Description of the task →
Could you give the entries again, exactly as written?

---------- Provided material

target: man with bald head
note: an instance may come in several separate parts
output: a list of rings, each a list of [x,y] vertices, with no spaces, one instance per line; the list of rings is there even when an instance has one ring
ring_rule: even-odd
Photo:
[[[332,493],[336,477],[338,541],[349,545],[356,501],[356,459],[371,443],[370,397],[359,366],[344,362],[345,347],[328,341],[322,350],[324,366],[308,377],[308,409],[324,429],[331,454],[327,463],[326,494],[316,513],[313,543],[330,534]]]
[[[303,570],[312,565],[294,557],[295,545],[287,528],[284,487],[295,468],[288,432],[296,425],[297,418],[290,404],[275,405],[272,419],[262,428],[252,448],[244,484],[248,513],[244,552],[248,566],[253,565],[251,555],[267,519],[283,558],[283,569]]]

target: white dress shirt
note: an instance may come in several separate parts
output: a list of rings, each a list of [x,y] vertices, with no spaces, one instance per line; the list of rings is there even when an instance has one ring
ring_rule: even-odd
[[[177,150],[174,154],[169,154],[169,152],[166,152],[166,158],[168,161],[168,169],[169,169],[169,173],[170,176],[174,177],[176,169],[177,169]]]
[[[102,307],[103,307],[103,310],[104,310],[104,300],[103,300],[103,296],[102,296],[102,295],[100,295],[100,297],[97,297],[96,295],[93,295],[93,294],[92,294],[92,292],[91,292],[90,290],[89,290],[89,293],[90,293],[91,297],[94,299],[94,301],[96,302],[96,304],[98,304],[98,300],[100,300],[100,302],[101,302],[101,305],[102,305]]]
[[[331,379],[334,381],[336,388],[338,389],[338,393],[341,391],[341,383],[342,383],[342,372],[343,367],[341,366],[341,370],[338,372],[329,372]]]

--------------------

Result →
target: man with bald head
note: an instance may come in several separate parts
output: a list of rings, each a list of [x,y] vertices, with no spaces, one instance per line; the list of rings is there even when an instance has one ring
ring_rule: even-odd
Photo:
[[[332,493],[336,477],[338,541],[349,545],[356,501],[356,459],[371,443],[370,397],[359,366],[344,362],[345,347],[328,341],[322,350],[324,366],[308,377],[308,409],[324,429],[331,454],[327,463],[326,494],[316,513],[313,543],[330,534]]]
[[[303,570],[312,565],[294,557],[295,545],[287,528],[284,487],[295,468],[288,432],[296,425],[297,418],[290,404],[275,405],[272,419],[262,428],[252,448],[244,484],[248,513],[244,552],[248,566],[253,565],[251,555],[267,519],[283,558],[283,569]]]

target: white dress shirt
note: an instance may come in several separate parts
output: a list of rings, each a list of [x,y] vertices, with no spaces, one instance per line; the list of rings is there even when an instance has one ring
ring_rule: even-odd
[[[177,150],[174,154],[169,154],[169,152],[166,152],[166,158],[168,161],[168,169],[169,169],[169,173],[170,176],[174,177],[176,169],[177,169]]]
[[[102,307],[103,307],[103,310],[104,310],[104,300],[103,300],[103,296],[102,296],[102,295],[100,295],[100,297],[97,297],[96,295],[93,295],[93,294],[92,294],[92,292],[91,292],[90,290],[89,290],[89,293],[90,293],[91,297],[94,299],[94,301],[96,302],[96,304],[98,304],[98,300],[100,300],[100,302],[101,302],[101,305],[102,305]]]
[[[331,379],[334,381],[336,388],[338,389],[338,393],[341,391],[341,383],[342,383],[342,372],[343,367],[341,366],[341,370],[338,372],[329,372]]]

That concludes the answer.